Task instructions:
1. Answer these about the Calendar Creator thread:
(a) What happened to the file when penguinette converted it to a format other than JPG?
(b) What happens when someone tries to print the calendars from the website?
(c) Besides the tool used to reduce the dimensions, what setting does koala ask about?
2. In the Calendar Creator thread, substitute "enormous" for "HUGE" and write out everything from "2) Reducing the" down to "the file HUGE!".
3. Resume the Calendar Creator thread from where it stops.

Page:
■ ■ ■
# Calendar Creator 12 - JPG dimension reduction



## penguinette (Aug 28, 2008)

I'm having a Calendar Creator 12 issue that is really driving me a little crazy and I was wondering if maybe someone had some suggestions. I'm making these Calendar Creator files into jpg's and uploading them to the website using the little function they have. When they get to the website they look ok, not fantastic but I'm picky. 

The problem I'm having is that they are too large (dimension wise). If you try to print them from the website it'll print on multiple pages and on smaller monitors you can only see a portion of the calendar at a time. The old calendar creator used to make nice, small, little img's that weren't huge space gobbling monsters. 

I've tried different ways of making these files more manageable dimensions by:
1) reducing the dimension. This created a smaller version (that I wanted) but it came out blurry. 
2) Reducing the file size. This was the same as #1 only smaller and blurry. 
3) Converting to something other than a JPG. This just made the file HUGE! 
4) Making a PDF. This was the prettiest option but boy do those PDF's load sloooow! 
5) Making a PDF, taking a screen print and making a JPG from the screen print. Yeah, the result was the same as #2, which was essentially the same as #1. 

Anyway, any suggestions for making this booger acceptable dimensions would be appreciated.


----------



## koala (Mar 27, 2005)

Hi, welcome to TSF

Are you using Calendar Creator or an image editor to reduce the dimensions of the image?

What compression settings are you using?

If you want to post one of your images here or send it via private message, I can see what can be done in Photoshop and JPEG Optimzer. Just tell me what dimensions and filesize you're aiming for and I'll get as close as possible without losing image quality.


----------



## penguinette (Aug 28, 2008)
■ ■ ■
Record extracts:
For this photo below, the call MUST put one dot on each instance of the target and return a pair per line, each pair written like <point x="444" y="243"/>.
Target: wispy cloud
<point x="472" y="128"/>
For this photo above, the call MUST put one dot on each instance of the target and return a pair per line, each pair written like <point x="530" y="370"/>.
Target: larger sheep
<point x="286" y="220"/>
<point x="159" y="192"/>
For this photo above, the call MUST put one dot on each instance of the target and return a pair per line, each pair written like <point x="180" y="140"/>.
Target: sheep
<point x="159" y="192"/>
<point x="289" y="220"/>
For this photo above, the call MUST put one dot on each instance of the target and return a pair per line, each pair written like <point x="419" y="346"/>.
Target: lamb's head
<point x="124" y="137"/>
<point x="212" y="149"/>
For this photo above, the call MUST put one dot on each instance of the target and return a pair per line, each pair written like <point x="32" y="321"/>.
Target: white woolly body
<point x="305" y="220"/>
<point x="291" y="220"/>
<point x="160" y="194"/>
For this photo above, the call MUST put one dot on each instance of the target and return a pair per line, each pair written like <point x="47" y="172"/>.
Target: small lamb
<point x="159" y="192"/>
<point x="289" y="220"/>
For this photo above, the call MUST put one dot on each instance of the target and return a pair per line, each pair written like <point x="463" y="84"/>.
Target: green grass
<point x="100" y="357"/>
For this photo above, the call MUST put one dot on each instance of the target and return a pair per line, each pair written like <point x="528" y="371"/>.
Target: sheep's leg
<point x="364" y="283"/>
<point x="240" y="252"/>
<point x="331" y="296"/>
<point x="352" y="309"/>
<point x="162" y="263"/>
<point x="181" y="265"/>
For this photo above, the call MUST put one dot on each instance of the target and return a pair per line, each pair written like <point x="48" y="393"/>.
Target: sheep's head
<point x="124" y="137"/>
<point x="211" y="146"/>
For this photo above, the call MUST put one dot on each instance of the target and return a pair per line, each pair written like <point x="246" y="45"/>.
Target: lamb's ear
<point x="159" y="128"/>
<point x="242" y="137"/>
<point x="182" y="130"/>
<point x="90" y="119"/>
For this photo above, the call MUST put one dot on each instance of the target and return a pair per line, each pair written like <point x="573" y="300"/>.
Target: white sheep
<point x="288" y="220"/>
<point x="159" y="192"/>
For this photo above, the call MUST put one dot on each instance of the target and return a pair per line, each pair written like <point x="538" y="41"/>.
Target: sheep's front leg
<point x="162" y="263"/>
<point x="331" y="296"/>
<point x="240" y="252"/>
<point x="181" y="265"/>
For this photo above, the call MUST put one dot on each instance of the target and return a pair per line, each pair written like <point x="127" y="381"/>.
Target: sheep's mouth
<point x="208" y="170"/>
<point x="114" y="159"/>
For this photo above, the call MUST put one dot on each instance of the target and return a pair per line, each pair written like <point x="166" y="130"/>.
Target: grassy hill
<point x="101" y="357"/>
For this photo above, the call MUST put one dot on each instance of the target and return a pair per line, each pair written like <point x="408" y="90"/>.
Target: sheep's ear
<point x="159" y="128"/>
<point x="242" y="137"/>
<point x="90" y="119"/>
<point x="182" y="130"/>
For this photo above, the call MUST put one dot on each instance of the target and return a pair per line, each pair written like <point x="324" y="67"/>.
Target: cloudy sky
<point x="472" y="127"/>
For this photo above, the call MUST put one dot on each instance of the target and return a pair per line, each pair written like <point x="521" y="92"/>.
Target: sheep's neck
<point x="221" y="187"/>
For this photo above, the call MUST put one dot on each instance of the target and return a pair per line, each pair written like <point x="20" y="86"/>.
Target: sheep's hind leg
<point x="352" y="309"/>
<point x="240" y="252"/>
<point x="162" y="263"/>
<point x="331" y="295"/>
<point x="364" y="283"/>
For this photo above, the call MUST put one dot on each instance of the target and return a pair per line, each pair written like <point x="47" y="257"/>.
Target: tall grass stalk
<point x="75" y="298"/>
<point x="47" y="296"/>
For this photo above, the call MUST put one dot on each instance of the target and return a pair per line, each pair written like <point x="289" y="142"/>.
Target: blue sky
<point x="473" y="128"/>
■ ■ ■
Results by task:
1.
(a) It made the file huge.
(b) They print on multiple pages.
(c) The compression settings.

2.
2) Reducing the file size. This was the same as #1 only smaller and blurry. 
3) Converting to something other than a JPG. This just made the file enormous!

3.
Thanks for the welcome. 

I tried to use Calendar Creator to reduce the diminisions but it doesn't seem to have the capibility. As for graphic programs, I only have MS Photo Viewer that came with MS Office Suite and Paint. Neither are ones I use at home but my office machine has limited options for graphics. They only offer % reduction. 

I mainly want the size to fit within a standard 8.5x11 page with some margin room. (Maybe 6x9?) I have several calendars to resize, so sending them wouldn't work since I will have to modify them as the year progresses. Thank you for the offer, that was very generous.

Honestly, if I had my druthers on the matter, it wouldn't be a graphic at all but simple tables that I could just open the page, modify a line and the world would be happy. I just can't change the format of this inherited project just yet. 

Do you have any suggestions of an inexpensive graphics program that I may be able to use for this and other projects? At home I use Photoshop (I think I'm up to 10 on that machine), and love it; however, bringing my home computer in every day can be a bit of a haul.


----------



## koala (Mar 27, 2005)

Photoshop would be ideal, if a little expensive. There are a few freeware image editors that are rated highly. My favourite for features and ease of use is *Paint.NET* which is very similar-looking to Photoshop, so you'll soon get the hang of it.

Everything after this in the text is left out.